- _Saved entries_
--

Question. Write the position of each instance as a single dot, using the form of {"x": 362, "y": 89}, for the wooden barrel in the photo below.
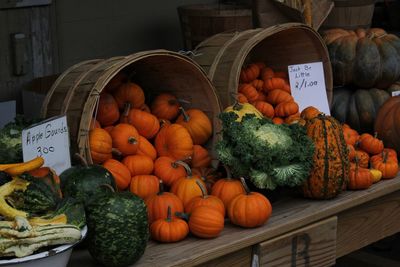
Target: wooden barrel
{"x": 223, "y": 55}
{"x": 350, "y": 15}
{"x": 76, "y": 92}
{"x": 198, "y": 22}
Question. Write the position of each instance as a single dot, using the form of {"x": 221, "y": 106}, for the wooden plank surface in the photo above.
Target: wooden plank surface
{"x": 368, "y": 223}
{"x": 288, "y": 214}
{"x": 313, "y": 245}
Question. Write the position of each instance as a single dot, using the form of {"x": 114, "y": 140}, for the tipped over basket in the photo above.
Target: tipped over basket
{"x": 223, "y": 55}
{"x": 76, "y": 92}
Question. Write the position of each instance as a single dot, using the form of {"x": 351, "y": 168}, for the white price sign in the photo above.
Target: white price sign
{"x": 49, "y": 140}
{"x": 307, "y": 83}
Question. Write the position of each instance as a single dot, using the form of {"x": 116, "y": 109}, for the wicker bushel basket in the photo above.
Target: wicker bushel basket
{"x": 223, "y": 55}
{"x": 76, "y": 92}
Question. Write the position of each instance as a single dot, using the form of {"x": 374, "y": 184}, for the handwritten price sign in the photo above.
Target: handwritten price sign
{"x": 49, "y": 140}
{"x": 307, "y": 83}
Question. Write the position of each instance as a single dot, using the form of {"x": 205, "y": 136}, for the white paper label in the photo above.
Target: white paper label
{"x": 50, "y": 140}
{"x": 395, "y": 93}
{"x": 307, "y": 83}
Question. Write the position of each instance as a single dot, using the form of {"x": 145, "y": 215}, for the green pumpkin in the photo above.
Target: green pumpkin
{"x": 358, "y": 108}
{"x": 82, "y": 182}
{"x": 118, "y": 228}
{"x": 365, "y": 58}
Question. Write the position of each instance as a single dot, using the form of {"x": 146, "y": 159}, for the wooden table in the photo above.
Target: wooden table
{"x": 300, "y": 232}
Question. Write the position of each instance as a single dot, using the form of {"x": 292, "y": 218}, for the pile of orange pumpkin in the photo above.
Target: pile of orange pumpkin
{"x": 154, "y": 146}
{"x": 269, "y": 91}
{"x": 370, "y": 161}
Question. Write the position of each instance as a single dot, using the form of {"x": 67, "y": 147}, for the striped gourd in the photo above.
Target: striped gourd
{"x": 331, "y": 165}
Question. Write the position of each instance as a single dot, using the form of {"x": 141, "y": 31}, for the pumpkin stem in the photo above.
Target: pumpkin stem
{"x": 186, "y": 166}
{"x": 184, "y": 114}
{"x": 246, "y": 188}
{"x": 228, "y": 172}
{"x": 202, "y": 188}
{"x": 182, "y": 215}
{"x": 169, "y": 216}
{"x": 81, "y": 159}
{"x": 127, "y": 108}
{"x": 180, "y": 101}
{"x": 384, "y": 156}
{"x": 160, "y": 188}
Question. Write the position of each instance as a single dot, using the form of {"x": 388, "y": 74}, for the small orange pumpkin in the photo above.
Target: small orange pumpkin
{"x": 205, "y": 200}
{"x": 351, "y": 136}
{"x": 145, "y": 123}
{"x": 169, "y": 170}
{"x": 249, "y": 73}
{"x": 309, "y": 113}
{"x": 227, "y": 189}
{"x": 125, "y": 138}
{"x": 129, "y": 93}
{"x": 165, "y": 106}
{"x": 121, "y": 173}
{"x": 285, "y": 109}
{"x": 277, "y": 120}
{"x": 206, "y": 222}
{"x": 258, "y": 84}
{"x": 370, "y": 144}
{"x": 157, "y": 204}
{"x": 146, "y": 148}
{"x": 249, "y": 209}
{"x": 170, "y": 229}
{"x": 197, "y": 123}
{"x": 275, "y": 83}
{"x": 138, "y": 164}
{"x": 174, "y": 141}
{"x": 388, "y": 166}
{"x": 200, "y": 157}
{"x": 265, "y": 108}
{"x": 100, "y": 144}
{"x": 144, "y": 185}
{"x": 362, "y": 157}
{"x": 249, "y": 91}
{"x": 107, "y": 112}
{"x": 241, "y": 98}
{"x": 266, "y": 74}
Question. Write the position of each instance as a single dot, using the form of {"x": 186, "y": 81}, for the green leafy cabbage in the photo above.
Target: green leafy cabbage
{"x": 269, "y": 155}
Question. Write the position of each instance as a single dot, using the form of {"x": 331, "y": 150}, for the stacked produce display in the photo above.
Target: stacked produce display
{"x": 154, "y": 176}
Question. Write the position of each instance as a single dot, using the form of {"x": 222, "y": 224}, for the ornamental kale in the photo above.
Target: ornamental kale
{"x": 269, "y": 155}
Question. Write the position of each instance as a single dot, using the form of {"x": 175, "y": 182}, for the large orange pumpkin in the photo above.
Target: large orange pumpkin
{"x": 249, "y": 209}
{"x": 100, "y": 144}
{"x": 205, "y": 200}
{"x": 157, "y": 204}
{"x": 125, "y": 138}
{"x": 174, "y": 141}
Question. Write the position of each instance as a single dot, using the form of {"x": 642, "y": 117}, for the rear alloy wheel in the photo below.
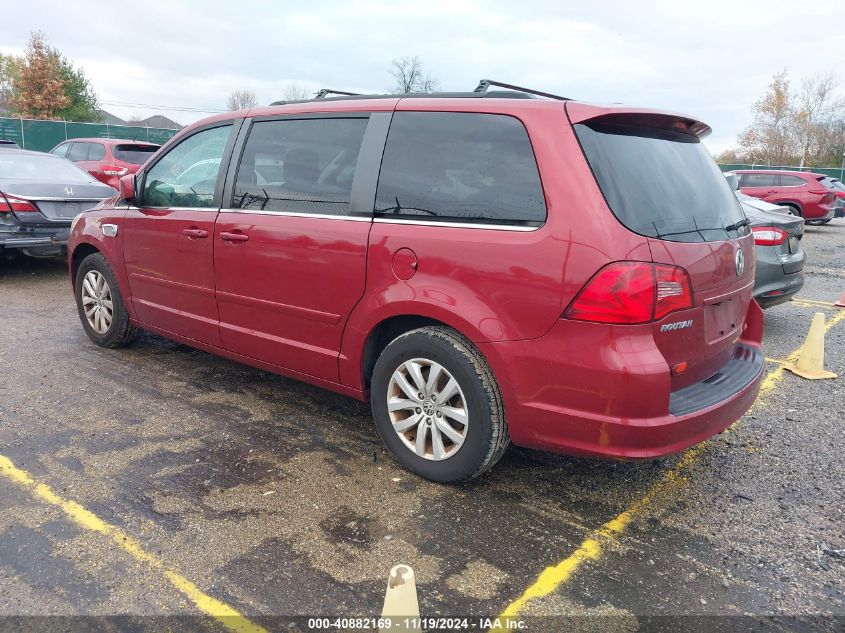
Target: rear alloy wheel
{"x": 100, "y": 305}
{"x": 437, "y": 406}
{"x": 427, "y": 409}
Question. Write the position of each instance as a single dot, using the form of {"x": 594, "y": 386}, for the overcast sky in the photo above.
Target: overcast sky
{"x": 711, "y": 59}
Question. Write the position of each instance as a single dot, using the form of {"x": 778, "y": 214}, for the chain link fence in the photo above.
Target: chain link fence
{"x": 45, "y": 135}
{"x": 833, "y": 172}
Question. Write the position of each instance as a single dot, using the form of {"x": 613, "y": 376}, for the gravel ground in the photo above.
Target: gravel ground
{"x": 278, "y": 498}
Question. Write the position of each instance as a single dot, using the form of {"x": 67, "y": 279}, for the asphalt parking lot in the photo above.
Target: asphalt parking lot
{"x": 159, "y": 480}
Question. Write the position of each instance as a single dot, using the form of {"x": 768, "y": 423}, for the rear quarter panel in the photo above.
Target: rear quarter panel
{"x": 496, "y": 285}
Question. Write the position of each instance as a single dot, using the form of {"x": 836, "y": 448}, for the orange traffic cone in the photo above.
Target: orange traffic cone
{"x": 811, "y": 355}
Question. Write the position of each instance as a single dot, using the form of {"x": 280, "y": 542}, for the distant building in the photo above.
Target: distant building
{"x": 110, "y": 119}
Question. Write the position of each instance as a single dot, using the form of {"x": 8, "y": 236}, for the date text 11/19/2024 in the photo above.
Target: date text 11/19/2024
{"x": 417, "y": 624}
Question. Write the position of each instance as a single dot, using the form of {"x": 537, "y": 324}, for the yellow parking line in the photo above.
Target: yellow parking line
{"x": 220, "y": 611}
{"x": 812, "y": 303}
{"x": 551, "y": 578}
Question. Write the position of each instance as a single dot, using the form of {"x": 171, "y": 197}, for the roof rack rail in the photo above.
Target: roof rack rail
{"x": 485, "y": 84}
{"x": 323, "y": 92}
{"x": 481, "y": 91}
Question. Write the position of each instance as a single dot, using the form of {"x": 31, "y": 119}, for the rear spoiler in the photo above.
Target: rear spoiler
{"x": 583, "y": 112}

--

- _Description of the task_
Wherever the word "below" appears in the data, return the whole line.

- _Task result_
Question. Write the position of each instance as a single dot, using the form of {"x": 362, "y": 89}, for the wooden barrel in the photo below.
Question. Write the position of each instance as a single dot, using the form of {"x": 642, "y": 117}, for the rear alloy wheel in the photo below.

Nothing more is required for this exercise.